Written exercise — Put every line of the data into a JSON list of strings, one string per line, from the start of the data through the line containing "31), (7, 30)]]". Leave out blank lines and the pictures.

Stored rows —
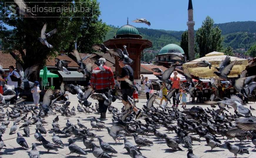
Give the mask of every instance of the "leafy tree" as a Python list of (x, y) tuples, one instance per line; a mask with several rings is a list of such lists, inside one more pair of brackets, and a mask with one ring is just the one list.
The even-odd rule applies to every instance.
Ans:
[(187, 57), (188, 57), (188, 32), (186, 30), (181, 35), (181, 40), (180, 41), (180, 47), (185, 53)]
[(234, 54), (233, 52), (233, 49), (230, 46), (229, 46), (225, 48), (223, 50), (224, 54), (226, 55), (229, 56), (234, 56)]
[(214, 22), (207, 16), (203, 23), (202, 27), (196, 32), (195, 39), (199, 48), (200, 56), (214, 51), (220, 51), (223, 39), (221, 30), (213, 27)]
[(256, 44), (251, 47), (247, 52), (246, 54), (252, 57), (256, 57)]
[[(26, 1), (41, 1), (39, 0)], [(70, 2), (70, 1), (62, 0), (60, 1)], [(96, 0), (76, 0), (72, 1), (36, 4), (39, 8), (66, 7), (71, 9), (79, 9), (81, 7), (88, 10), (83, 12), (37, 12), (34, 13), (37, 15), (36, 16), (38, 17), (36, 20), (31, 18), (16, 18), (17, 16), (16, 14), (9, 14), (9, 16), (14, 16), (12, 18), (5, 17), (5, 10), (9, 11), (9, 7), (12, 6), (10, 5), (15, 4), (6, 3), (5, 6), (4, 2), (0, 2), (0, 38), (3, 40), (2, 49), (7, 52), (11, 52), (14, 50), (19, 52), (21, 60), (25, 68), (37, 63), (42, 66), (46, 59), (55, 54), (55, 51), (63, 50), (68, 52), (72, 51), (74, 49), (74, 40), (78, 41), (78, 51), (81, 52), (91, 52), (92, 44), (102, 42), (102, 39), (107, 32), (108, 27), (99, 19), (100, 11), (99, 4)], [(6, 0), (4, 2), (13, 2), (13, 1)], [(27, 3), (26, 4), (30, 7), (35, 5), (33, 3)], [(14, 8), (16, 7), (17, 6)], [(9, 11), (7, 13), (11, 14), (11, 12)], [(22, 15), (21, 16), (24, 17)], [(44, 17), (39, 18), (40, 17)], [(46, 23), (47, 24), (46, 32), (55, 28), (58, 30), (52, 37), (47, 39), (53, 46), (52, 49), (43, 45), (37, 40), (38, 38), (40, 36), (41, 30)], [(5, 26), (6, 25), (14, 28), (10, 31), (7, 30)]]

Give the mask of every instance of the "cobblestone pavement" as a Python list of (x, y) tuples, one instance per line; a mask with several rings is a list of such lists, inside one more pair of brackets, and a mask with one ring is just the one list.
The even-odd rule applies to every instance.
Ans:
[[(69, 101), (71, 102), (70, 106), (71, 108), (73, 106), (74, 106), (76, 108), (78, 102), (76, 97), (76, 96), (72, 95), (69, 94)], [(92, 100), (91, 98), (88, 99), (90, 101), (92, 102), (92, 105), (95, 105), (96, 101)], [(159, 100), (158, 99), (158, 101), (159, 102)], [(143, 104), (145, 104), (146, 101), (145, 99), (141, 99), (139, 100), (139, 103), (136, 104), (136, 106), (139, 108), (141, 108)], [(190, 108), (193, 106), (196, 105), (201, 106), (203, 108), (206, 108), (207, 107), (210, 107), (210, 106), (207, 105), (203, 104), (189, 104), (187, 106), (187, 107)], [(112, 105), (120, 109), (122, 106), (122, 104), (120, 101), (117, 100), (116, 102), (112, 103)], [(251, 105), (252, 107), (256, 109), (256, 104), (253, 102), (250, 102), (249, 103), (246, 107), (249, 108), (249, 106)], [(156, 106), (156, 105), (155, 105)], [(170, 106), (169, 104), (169, 106)], [(180, 108), (180, 105), (179, 109), (182, 110)], [(11, 109), (9, 108), (9, 110)], [(217, 109), (215, 108), (215, 109)], [(6, 109), (4, 109), (5, 111)], [(230, 111), (232, 113), (234, 113), (234, 110), (232, 109), (230, 109)], [(95, 116), (97, 118), (99, 118), (99, 114), (97, 113), (93, 113), (90, 114), (87, 114), (85, 113), (79, 113), (77, 111), (76, 111), (76, 115), (72, 117), (68, 118), (69, 121), (74, 124), (77, 123), (77, 120), (79, 119), (80, 122), (83, 123), (86, 127), (89, 128), (91, 128), (90, 124), (90, 119), (92, 118), (92, 117)], [(256, 111), (252, 111), (252, 113), (253, 115), (256, 115)], [(65, 118), (65, 116), (62, 116), (59, 113), (57, 113), (56, 115), (59, 116), (60, 120), (58, 123), (61, 126), (60, 128), (62, 130), (63, 128), (65, 127), (65, 124), (67, 122), (67, 119)], [(31, 114), (29, 113), (28, 116), (28, 117), (31, 116)], [(50, 131), (51, 128), (51, 123), (52, 122), (53, 119), (56, 117), (56, 116), (50, 116), (47, 118), (45, 118), (45, 120), (48, 122), (49, 123), (48, 125), (45, 125), (44, 126), (44, 127), (47, 130), (47, 133), (45, 136), (46, 139), (51, 142), (52, 142), (51, 138), (53, 135), (52, 131)], [(106, 126), (107, 126), (110, 127), (112, 126), (111, 118), (112, 118), (112, 114), (109, 113), (107, 114), (107, 119), (104, 121), (106, 122)], [(145, 122), (145, 121), (142, 118), (140, 119), (142, 121)], [(17, 131), (21, 133), (24, 134), (23, 131), (23, 128), (19, 129), (19, 128), (23, 124), (23, 123), (21, 122), (19, 125), (17, 125), (18, 129)], [(16, 142), (16, 139), (17, 136), (16, 133), (14, 133), (11, 135), (9, 135), (10, 131), (10, 128), (13, 124), (13, 122), (11, 121), (9, 126), (9, 127), (6, 129), (5, 133), (3, 135), (2, 139), (4, 140), (5, 144), (6, 145), (6, 147), (2, 149), (0, 152), (0, 154), (3, 158), (21, 158), (27, 157), (28, 157), (28, 155), (29, 152), (30, 151), (32, 147), (32, 143), (36, 143), (36, 148), (37, 150), (39, 151), (40, 157), (47, 157), (50, 158), (51, 157), (94, 157), (93, 155), (92, 152), (89, 150), (86, 150), (88, 152), (88, 154), (87, 155), (81, 155), (80, 157), (78, 157), (78, 154), (70, 154), (67, 155), (67, 154), (69, 153), (69, 150), (68, 148), (68, 140), (69, 138), (73, 138), (73, 136), (66, 136), (60, 135), (59, 137), (61, 138), (64, 144), (65, 147), (58, 147), (58, 151), (56, 152), (53, 150), (50, 150), (49, 152), (47, 152), (47, 150), (43, 148), (42, 145), (40, 143), (40, 142), (37, 142), (35, 140), (35, 139), (34, 137), (34, 134), (35, 132), (35, 129), (36, 128), (35, 125), (33, 125), (30, 127), (30, 134), (29, 137), (24, 137), (26, 140), (29, 149), (27, 150), (24, 150), (22, 148), (21, 146)], [(160, 132), (166, 133), (171, 138), (174, 138), (176, 137), (176, 134), (175, 133), (172, 133), (171, 132), (168, 132), (166, 130), (166, 129), (163, 127), (161, 127), (160, 129), (158, 130)], [(123, 149), (124, 145), (123, 141), (122, 139), (120, 139), (120, 142), (118, 141), (117, 143), (116, 143), (113, 140), (113, 138), (111, 137), (108, 134), (106, 129), (103, 129), (102, 131), (96, 131), (95, 130), (92, 130), (93, 132), (96, 134), (97, 135), (104, 136), (102, 138), (103, 141), (108, 143), (112, 145), (112, 147), (117, 151), (118, 153), (117, 154), (114, 154), (113, 156), (113, 157), (130, 157), (130, 156), (128, 154), (126, 150)], [(44, 136), (44, 135), (43, 136)], [(140, 151), (143, 156), (150, 158), (160, 158), (164, 157), (175, 157), (175, 158), (187, 157), (187, 148), (184, 146), (183, 144), (180, 144), (180, 146), (182, 149), (182, 151), (180, 150), (173, 150), (173, 151), (168, 147), (165, 141), (158, 140), (153, 135), (149, 135), (148, 137), (145, 137), (149, 140), (153, 141), (154, 142), (153, 145), (150, 147), (142, 147), (140, 149)], [(128, 138), (130, 141), (133, 142), (134, 144), (135, 144), (133, 138), (129, 137)], [(222, 143), (224, 143), (225, 141), (225, 139), (222, 139), (222, 137), (218, 137), (218, 139), (220, 139), (222, 142)], [(216, 148), (212, 151), (210, 151), (210, 147), (209, 146), (207, 146), (206, 142), (204, 138), (201, 138), (202, 141), (200, 142), (193, 142), (193, 150), (194, 153), (199, 157), (208, 158), (210, 157), (234, 157), (234, 155), (229, 152), (226, 148)], [(85, 148), (85, 147), (84, 145), (82, 139), (81, 138), (75, 138), (76, 140), (76, 143), (77, 145), (83, 148)], [(236, 140), (237, 141), (237, 140)], [(95, 139), (94, 143), (98, 145), (98, 141), (97, 139)], [(254, 150), (254, 147), (252, 147), (253, 146), (253, 145), (251, 142), (251, 140), (250, 140), (248, 141), (247, 140), (242, 142), (242, 144), (240, 145), (240, 143), (238, 142), (234, 142), (234, 140), (230, 140), (232, 144), (235, 144), (236, 145), (240, 145), (241, 147), (246, 148), (250, 151), (250, 154), (244, 154), (241, 155), (238, 155), (238, 157), (256, 157), (256, 150)]]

Solution to the problem —
[
  "Give the mask of every instance of the \"leafy tree\" as a Python list of (x, y) tuples, one instance per line; a mask with several rings is a list of such lists, inside one more pair of brackets, and a mask with one ring is just the one list.",
  "The even-odd rule applies to every instance.",
  "Ans:",
  "[(187, 57), (188, 57), (188, 32), (186, 30), (181, 35), (181, 40), (180, 41), (180, 47), (185, 53)]",
  "[(234, 54), (233, 52), (233, 49), (230, 46), (229, 46), (225, 48), (223, 50), (224, 54), (226, 55), (229, 56), (234, 56)]",
  "[(214, 22), (207, 16), (203, 23), (202, 27), (196, 32), (195, 39), (199, 48), (200, 56), (214, 51), (220, 51), (223, 39), (221, 30), (213, 27)]",
  "[(256, 44), (251, 47), (247, 52), (246, 54), (252, 57), (256, 57)]",
  "[[(26, 1), (41, 1), (39, 0)], [(70, 2), (70, 1), (62, 0), (60, 1)], [(96, 0), (76, 0), (72, 1), (36, 4), (39, 8), (66, 7), (71, 9), (79, 9), (81, 7), (88, 10), (83, 12), (37, 12), (34, 13), (37, 15), (36, 16), (38, 17), (36, 20), (31, 18), (16, 18), (17, 16), (16, 14), (9, 14), (9, 16), (14, 16), (12, 18), (5, 17), (5, 10), (9, 11), (9, 7), (12, 6), (10, 5), (15, 4), (6, 3), (5, 6), (4, 2), (0, 2), (0, 38), (3, 40), (2, 49), (7, 52), (11, 52), (14, 50), (19, 52), (21, 60), (25, 68), (37, 63), (42, 66), (46, 59), (55, 54), (55, 51), (63, 50), (68, 52), (72, 51), (74, 49), (74, 40), (78, 41), (78, 51), (81, 52), (91, 52), (92, 44), (102, 42), (102, 39), (107, 32), (108, 27), (99, 19), (100, 11), (99, 4)], [(6, 0), (4, 2), (13, 2), (13, 1)], [(27, 3), (26, 4), (30, 7), (35, 5), (33, 3)], [(14, 8), (16, 7), (17, 6)], [(9, 11), (7, 13), (11, 14), (11, 12)], [(22, 15), (21, 16), (24, 17)], [(44, 17), (39, 18), (40, 17)], [(46, 23), (47, 24), (46, 32), (55, 28), (58, 30), (52, 37), (47, 39), (53, 46), (52, 49), (43, 45), (37, 40), (38, 38), (40, 36), (41, 30)], [(5, 26), (6, 25), (14, 28), (10, 31), (7, 30)]]"
]